Your objective
Write out the full alarm clock assignment text below, word for word.

Your Tasks

Task 0: Design Document

  • Download the project 1 design document template. Read through it to motivate your design and fill it in after you finish the project.

  • We recommend that you read the design document template before you start working on the project.

  • See section Project Documentation, for a sample design document that goes along with a fictitious project.

Task 1: Alarm Clock

Exercise 1.1

Exercise 1.1

Reimplement timer_sleep(), defined in devices/timer.c.

  • Although a working implementation is provided, it "busy waits," that is, it spins in a loop checking the current time and calling thread_yield() until enough time has gone by.

  • Reimplement it to avoid busy waiting.

  • Function: void timer_sleep (int64_t ticks)

    • Suspends execution of the calling thread until time has advanced by at least ticks timer ticks.

    • Unless the system is otherwise idle, the thread need not wake up after exactly ticks. Just put it on the ready queue after they have waited for the right amount of time.

    • timer_sleep() is useful for threads that operate in real-time, e.g. for blinking the cursor once per second.

    • The argument to timer_sleep() is expressed in timer ticks, not in milliseconds or any another unit. There are TIMER_FREQ timer ticks per second, where TIMER_FREQ is a macro defined in devices/timer.h. The default value is 100. We don't recommend changing this value, because any change is likely to cause many of the tests to fail.

[Items from a dataset]
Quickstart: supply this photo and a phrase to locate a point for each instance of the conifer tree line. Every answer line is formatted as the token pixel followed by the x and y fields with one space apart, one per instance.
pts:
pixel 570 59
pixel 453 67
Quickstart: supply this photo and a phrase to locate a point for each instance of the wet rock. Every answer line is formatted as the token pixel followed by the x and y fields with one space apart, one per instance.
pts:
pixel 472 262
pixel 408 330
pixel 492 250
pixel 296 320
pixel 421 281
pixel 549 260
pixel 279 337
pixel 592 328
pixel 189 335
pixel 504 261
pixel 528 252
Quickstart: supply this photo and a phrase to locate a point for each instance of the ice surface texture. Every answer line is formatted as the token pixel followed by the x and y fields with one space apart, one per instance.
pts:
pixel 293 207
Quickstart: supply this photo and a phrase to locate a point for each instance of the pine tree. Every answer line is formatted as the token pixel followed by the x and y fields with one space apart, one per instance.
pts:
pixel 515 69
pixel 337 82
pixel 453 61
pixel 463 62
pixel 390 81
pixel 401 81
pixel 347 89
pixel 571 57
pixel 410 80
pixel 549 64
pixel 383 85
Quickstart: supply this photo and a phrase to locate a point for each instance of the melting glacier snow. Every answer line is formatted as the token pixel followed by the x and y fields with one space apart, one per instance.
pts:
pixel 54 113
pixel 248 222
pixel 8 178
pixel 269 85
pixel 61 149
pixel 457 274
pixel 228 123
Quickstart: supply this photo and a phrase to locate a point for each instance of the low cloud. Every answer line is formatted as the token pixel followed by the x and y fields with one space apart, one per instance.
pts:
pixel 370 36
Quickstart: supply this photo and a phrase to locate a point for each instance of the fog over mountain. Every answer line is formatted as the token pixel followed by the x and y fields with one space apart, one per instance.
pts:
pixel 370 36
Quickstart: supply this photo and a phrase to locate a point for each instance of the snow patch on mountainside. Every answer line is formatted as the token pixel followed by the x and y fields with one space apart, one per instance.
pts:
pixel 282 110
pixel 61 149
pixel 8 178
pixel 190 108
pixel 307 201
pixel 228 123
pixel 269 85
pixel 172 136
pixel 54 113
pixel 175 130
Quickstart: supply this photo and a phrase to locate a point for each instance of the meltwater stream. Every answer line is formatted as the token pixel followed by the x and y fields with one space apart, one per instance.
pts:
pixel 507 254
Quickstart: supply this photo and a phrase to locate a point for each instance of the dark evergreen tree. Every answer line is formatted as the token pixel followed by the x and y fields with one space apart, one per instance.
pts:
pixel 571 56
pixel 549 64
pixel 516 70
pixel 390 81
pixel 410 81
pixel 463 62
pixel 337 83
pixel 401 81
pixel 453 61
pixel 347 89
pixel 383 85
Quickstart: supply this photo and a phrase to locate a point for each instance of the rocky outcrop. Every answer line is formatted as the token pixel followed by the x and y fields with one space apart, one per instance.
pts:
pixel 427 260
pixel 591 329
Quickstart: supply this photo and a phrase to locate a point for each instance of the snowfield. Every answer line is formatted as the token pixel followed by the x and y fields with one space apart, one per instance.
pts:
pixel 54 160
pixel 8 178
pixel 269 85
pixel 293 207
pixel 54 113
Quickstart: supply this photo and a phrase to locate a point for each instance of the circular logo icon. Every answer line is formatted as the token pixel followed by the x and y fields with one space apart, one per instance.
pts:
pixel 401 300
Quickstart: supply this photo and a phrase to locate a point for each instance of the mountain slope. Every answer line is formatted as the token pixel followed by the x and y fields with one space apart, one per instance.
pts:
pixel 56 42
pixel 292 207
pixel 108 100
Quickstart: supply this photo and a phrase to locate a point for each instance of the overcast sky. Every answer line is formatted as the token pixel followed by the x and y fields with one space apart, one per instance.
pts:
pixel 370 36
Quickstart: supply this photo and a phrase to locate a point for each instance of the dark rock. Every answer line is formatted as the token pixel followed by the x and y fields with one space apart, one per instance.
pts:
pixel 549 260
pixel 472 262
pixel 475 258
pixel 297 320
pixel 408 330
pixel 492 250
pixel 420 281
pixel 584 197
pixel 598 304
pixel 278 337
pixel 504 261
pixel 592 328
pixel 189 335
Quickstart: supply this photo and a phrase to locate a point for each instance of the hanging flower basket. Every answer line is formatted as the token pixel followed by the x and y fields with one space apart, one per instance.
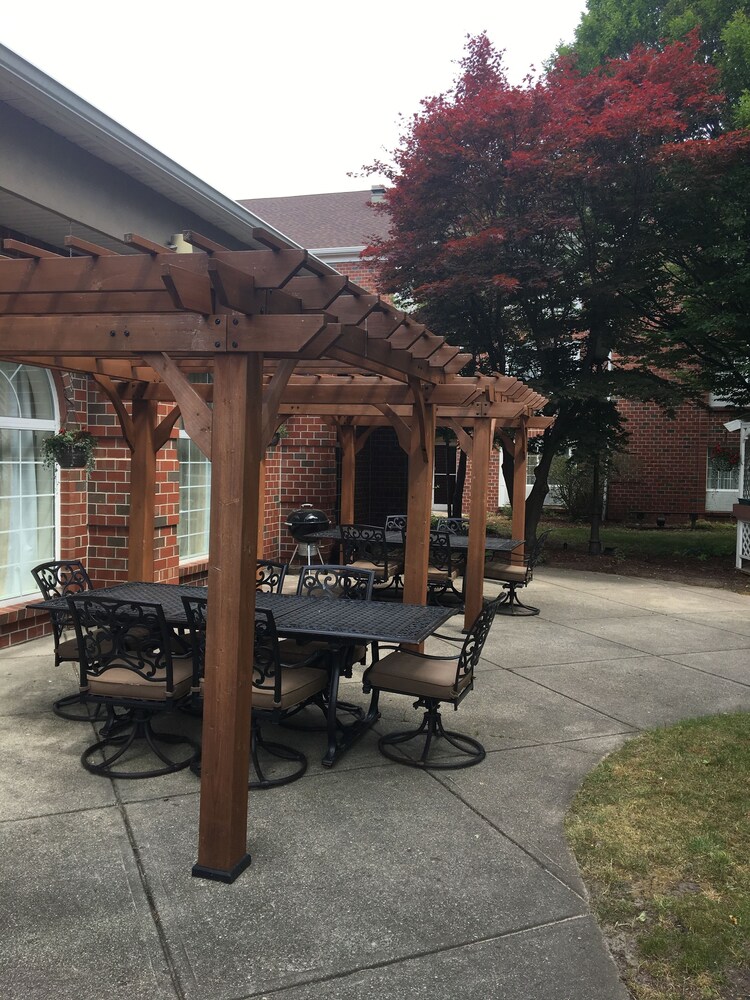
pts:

Response
Your Tasks

Task 0: Design Document

  • Download the project 1 design document template. Read through it to motivate your design and fill it in after you finish the project.

  • We recommend that you read the design document template before you start working on the project.

  • See section Project Documentation, for a sample design document that goes along with a fictitious project.

Task 1: Alarm Clock

Exercise 1.1

Exercise 1.1

Reimplement timer_sleep(), defined in devices/timer.c.

  • Although a working implementation is provided, it "busy waits," that is, it spins in a loop checking the current time and calling thread_yield() until enough time has gone by.

  • Reimplement it to avoid busy waiting.

  • Function: void timer_sleep (int64_t ticks)

    • Suspends execution of the calling thread until time has advanced by at least ticks timer ticks.

    • Unless the system is otherwise idle, the thread need not wake up after exactly ticks. Just put it on the ready queue after they have waited for the right amount of time.

    • timer_sleep() is useful for threads that operate in real-time, e.g. for blinking the cursor once per second.

    • The argument to timer_sleep() is expressed in timer ticks, not in milliseconds or any another unit. There are TIMER_FREQ timer ticks per second, where TIMER_FREQ is a macro defined in devices/timer.h. The default value is 100. We don't recommend changing this value, because any change is likely to cause many of the tests to fail.